Continue the interview below with Jonathan Hunter about Department 13's counter-drone technology, starting right after his last answer.

▶ **Supplied passage**
• • • •

Interview with Jonathan Hunter, Founder and CEO of Department 13 - Part III

12/12/17

Jonathan Hunter

Click here for Part IPart II

Transforming networks and wireless communications to keep people safe from aerial threats

Jonathan Hunter is the founder and CEO of Department 13. Headquartered in Columbia, Maryland, Department 13 develops counter drone technology with applications in both commercial and and homeland security settings. Unlike directed energy weapons or radio jammers, the company’s Mesmer technology disables unmanned aerial vehicles with minimal collateral damage and radio interference.

Jonathan is a Bronze Star-decorated former U.S. Army Explosive Ordnance Officer who has spent decades helping defense, federal law enforcement, and commercial organizations disable Improvised Explosive Devices. He spoke with Ron Gula, President of Gula Tech Adventures, for this interview.


RON GULA: Is Department 13’s technology legal to operate inside the United States, or do any rules or laws or regulations need to be changed?

JONATHAN HUNTER: Currently, not even a guy with a roll of toilet paper could throw it at that drone legally, because you'd be violating the 1986 Airplane Sabotage Act. What we've done is we've worked with educating Capitol Hill and Congress, both at the committee level and the congressional staff level, and we’ve educated them just around the issues with drones, also with the technology that's playing within the drones—and specifically the drone mitigations—and right now, for the first time, there’s a language in the FAA reauthorization bill that's come out of committee that will allow for Mesmer to do what we do, because it actually gives waivers to the Aircraft Sabotage Act, the Wiretap Act, the pen trap statute, and we believe that this is going to allow for the first time—because it actually calls out in the bill—mitigation of drones.

• • • •

▶ **Records**
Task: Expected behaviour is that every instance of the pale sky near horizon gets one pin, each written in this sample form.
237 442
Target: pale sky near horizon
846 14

• • • •

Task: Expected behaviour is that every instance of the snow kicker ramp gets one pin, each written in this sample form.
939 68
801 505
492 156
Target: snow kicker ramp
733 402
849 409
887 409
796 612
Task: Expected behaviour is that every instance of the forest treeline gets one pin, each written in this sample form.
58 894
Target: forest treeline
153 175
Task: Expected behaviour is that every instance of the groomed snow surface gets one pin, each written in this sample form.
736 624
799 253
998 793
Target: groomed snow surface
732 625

• • • •

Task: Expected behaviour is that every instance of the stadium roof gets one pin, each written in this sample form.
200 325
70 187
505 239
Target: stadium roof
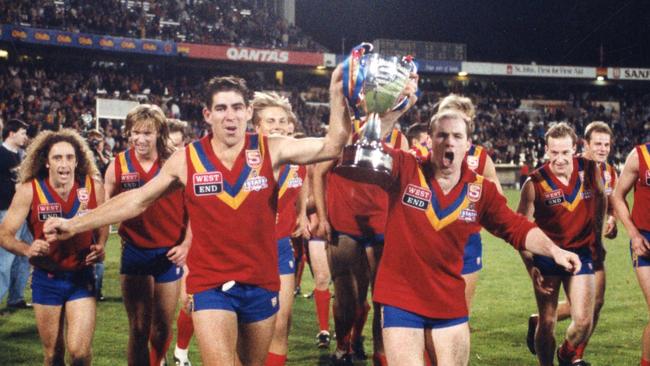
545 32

• • • •

▶ **Reply**
I would imagine Department 13’s not alone in this, but you probably have many customers, facility owners, who want to be able to notify when there's a drone flying over that they don't know about, or even interdict those drones in the first place.

This brings up a unique point about Department 13 and where we sit. There are many, many companies that are doing counter drone. Most of them are detection-based solutions. Not only do we detect, but we identify what type of drones or model, and then we actually are able to mitigate the threat. Most people who are in the commercial marketplace are only detection-based systems, so that gives you a situational awareness—“Hey, there's a drone in my area”—but then what do you do. What we’ve found, even with our commercial customers, that we've done trials for is they want that capability to affect their airspace in a very positive manner, and we believe that the only solution currently available for them is Mesmer.

With that sort of hands-off automation, it almost becomes like a drone forcefield, where you don't need to have people leaping into action when a drone comes around.

My favorite thing to do is to do the land in the safe area. We were in Singapore at a Milipol conference, and we demonstrated this capability and, and most people who had never seen it, their first reaction was: “Okay, you do a Denial of Service attack?” “Oh no, we don't.” “Oh, you do a replay attack?” “No, we don't.” We do full protocol manipulation. And what we do during the demonstration is, about 2 to 3 kilometers away, we take the drone and we put it into a designated one meter circle in the air. Once it lands, I turned and looked to the guy and I said, “Have you ever seen anything like that before?” And he says, “absolutely not.” His reaction was priceless because what that demonstrates is the powerful capability that you have within Mesmer—the software-based counter-drone solution.

Do you have any general tips for drone safety for people out there who might have their own drone, or be around drones?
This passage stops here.